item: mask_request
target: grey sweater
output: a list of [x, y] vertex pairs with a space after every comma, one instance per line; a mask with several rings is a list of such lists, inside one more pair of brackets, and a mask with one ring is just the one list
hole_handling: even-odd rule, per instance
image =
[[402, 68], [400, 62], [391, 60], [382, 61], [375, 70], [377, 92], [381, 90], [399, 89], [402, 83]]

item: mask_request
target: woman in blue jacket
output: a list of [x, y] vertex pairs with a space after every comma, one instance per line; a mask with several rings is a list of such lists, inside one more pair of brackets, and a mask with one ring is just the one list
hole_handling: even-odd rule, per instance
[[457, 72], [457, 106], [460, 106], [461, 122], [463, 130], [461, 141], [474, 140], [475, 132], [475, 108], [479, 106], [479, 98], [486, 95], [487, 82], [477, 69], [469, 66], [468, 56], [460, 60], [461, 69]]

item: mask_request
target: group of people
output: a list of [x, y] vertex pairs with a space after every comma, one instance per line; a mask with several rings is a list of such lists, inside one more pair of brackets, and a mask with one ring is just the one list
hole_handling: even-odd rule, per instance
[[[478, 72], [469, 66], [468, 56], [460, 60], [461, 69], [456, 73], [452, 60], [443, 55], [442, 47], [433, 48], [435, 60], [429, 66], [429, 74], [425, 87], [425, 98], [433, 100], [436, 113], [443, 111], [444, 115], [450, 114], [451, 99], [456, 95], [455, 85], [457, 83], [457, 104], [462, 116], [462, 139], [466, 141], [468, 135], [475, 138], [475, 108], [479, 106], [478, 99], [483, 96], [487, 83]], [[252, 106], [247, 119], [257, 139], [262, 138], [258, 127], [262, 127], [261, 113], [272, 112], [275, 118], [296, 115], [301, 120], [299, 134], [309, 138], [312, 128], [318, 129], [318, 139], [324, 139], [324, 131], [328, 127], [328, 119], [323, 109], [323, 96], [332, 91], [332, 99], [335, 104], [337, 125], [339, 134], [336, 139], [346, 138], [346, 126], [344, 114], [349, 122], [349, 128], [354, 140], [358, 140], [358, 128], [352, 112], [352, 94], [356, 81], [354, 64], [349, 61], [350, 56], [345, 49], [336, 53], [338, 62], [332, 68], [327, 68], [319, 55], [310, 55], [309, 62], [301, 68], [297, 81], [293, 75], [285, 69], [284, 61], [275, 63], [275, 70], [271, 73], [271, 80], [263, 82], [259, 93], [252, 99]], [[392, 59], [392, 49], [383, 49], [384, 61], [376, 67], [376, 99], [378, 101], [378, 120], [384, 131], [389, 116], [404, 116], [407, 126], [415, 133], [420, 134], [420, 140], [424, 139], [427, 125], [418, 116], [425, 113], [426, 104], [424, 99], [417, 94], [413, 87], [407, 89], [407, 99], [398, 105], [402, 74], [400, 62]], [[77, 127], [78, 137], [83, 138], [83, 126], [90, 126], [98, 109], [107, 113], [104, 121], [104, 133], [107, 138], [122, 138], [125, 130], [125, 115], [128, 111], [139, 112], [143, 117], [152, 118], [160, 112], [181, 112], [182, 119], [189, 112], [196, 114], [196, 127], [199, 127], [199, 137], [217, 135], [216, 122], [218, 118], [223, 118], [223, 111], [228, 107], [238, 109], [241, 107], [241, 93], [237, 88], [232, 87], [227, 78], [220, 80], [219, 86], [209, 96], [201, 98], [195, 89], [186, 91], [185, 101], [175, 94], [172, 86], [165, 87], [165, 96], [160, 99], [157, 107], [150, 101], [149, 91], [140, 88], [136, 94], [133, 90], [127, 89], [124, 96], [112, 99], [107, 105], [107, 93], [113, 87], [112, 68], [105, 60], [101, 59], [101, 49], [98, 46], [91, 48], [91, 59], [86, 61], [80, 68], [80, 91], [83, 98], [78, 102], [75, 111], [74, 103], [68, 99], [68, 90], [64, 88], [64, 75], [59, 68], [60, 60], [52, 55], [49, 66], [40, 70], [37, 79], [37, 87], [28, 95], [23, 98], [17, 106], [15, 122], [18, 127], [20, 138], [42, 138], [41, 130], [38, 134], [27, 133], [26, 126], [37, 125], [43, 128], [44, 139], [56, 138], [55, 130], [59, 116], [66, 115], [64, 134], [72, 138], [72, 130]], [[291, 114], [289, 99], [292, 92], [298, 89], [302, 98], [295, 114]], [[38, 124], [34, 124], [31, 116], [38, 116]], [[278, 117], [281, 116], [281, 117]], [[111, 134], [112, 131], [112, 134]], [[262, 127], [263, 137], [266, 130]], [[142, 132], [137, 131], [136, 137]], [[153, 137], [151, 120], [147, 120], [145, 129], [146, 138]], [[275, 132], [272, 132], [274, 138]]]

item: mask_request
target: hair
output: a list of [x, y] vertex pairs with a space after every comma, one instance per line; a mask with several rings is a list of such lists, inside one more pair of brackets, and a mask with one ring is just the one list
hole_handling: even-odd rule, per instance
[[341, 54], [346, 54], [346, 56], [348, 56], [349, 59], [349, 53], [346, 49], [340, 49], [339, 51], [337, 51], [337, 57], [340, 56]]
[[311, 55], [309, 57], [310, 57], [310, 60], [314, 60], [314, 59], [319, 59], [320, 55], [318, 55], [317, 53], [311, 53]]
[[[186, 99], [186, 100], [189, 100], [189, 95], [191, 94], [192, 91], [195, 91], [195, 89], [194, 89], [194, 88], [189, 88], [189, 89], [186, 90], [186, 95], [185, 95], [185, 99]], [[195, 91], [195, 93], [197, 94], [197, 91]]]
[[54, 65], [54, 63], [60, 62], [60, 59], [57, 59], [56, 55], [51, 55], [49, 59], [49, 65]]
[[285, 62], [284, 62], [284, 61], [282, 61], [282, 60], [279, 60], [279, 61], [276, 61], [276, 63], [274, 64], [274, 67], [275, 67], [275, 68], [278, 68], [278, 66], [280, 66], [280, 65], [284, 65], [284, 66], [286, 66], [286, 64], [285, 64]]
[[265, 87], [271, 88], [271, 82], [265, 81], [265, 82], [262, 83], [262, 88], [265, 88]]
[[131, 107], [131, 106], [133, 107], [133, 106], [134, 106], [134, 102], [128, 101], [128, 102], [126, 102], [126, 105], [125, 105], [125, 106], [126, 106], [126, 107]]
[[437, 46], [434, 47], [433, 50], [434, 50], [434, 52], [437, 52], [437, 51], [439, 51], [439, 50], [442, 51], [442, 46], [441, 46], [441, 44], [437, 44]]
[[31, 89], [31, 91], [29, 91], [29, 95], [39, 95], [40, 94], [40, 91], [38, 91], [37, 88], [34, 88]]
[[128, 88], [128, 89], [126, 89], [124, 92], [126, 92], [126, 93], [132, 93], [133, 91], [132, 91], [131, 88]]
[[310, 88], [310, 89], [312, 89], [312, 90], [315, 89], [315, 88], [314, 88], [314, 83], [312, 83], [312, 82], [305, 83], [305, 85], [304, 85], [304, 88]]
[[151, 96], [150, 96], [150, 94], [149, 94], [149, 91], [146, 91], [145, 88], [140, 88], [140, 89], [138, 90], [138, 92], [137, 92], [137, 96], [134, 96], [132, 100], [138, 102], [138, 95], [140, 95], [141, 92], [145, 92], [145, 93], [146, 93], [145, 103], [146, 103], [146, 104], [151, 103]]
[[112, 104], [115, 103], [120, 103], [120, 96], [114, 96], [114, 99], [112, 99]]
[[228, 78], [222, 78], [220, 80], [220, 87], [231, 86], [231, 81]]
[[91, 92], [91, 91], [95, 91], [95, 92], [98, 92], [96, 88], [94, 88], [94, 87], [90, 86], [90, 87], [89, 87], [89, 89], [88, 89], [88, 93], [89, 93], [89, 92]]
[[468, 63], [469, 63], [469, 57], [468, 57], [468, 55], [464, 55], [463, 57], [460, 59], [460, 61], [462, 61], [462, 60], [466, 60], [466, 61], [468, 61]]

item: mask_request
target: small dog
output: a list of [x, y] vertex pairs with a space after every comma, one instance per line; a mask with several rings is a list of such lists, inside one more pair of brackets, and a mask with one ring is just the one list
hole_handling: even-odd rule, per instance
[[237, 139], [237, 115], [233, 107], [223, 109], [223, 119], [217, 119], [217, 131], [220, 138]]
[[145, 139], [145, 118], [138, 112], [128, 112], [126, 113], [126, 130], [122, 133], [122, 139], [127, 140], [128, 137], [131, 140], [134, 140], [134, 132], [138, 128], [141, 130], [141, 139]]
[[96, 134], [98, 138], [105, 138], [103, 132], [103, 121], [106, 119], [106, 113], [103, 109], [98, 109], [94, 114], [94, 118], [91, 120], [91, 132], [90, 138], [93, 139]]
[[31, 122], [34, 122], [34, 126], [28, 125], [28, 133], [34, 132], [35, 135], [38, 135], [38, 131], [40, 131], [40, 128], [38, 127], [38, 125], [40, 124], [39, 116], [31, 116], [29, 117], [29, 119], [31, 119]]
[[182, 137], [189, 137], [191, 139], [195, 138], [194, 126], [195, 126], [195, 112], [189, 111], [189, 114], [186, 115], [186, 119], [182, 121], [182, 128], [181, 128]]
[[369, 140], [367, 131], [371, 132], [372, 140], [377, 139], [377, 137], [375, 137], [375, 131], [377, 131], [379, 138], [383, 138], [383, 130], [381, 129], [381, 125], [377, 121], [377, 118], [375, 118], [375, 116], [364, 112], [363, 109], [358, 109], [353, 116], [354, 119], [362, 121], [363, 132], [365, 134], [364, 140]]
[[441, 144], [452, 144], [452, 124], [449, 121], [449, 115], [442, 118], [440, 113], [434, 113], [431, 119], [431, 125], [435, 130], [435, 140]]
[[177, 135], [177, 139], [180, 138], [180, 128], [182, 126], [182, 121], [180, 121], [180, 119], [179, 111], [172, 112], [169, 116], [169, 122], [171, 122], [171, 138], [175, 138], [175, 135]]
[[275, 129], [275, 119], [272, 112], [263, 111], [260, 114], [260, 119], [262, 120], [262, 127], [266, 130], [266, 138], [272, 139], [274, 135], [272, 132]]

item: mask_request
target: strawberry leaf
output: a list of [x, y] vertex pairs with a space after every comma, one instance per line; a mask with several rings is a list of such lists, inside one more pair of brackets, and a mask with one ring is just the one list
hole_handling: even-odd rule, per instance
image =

== Goal ==
Print the material exactly, starting at its first line and stopping after the line that contains "89], [402, 83]]".

== The response ==
item: mask_request
target: grey sweater
output: a list of [x, y] vertex pairs with a space after every comma, one instance per line; a mask with several rings is a list of such lists, inside one more pair of brackets, and a mask with one ring is just the one list
hole_handling: even-odd rule, per instance
image =
[[402, 68], [400, 62], [391, 60], [382, 61], [375, 70], [377, 92], [381, 90], [399, 89], [402, 83]]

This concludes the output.